# START OF Materials provided

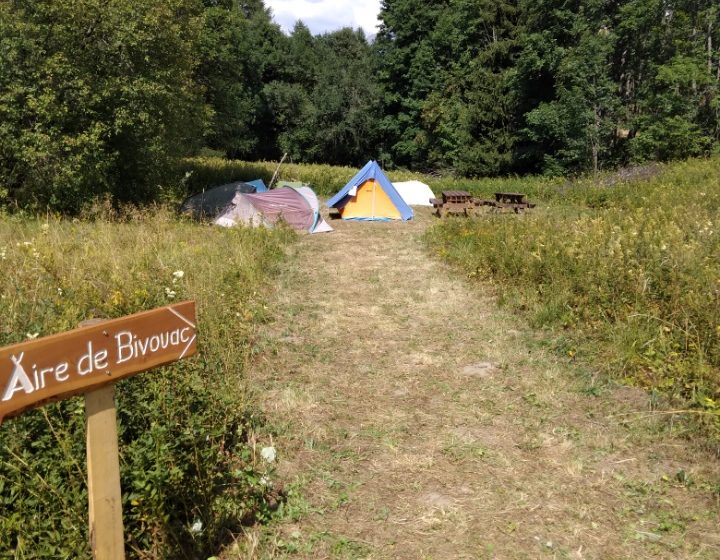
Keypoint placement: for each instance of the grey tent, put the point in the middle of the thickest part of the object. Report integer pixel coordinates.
(208, 204)
(299, 208)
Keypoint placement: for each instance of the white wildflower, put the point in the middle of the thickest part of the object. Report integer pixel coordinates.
(268, 454)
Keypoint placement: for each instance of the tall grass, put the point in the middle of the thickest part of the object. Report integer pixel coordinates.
(190, 472)
(632, 271)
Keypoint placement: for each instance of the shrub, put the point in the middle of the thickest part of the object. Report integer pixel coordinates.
(190, 473)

# END OF Materials provided

[Exercise]: Leave out the pictures and copy everything else in the records word for word.

[Exercise result]:
Keypoint placement: for each instance of the grey tent, put the point in the middle of the thickest part of the object. Report integer pixel coordinates.
(208, 204)
(299, 208)
Keypoint placement: for each instance of the white wildflower, put the point in the middle of the thickest part of the object. Report integer pixel coordinates.
(268, 454)
Keypoint placement: for each instance of the tall grass, put the point in the middle of the thickest part of the object. Report integer pixel coordinates.
(190, 472)
(632, 271)
Keypoint placement: for each instance of the shrub, put the point in the middle of the thickest part of the object. Report integer pixel coordinates.
(190, 473)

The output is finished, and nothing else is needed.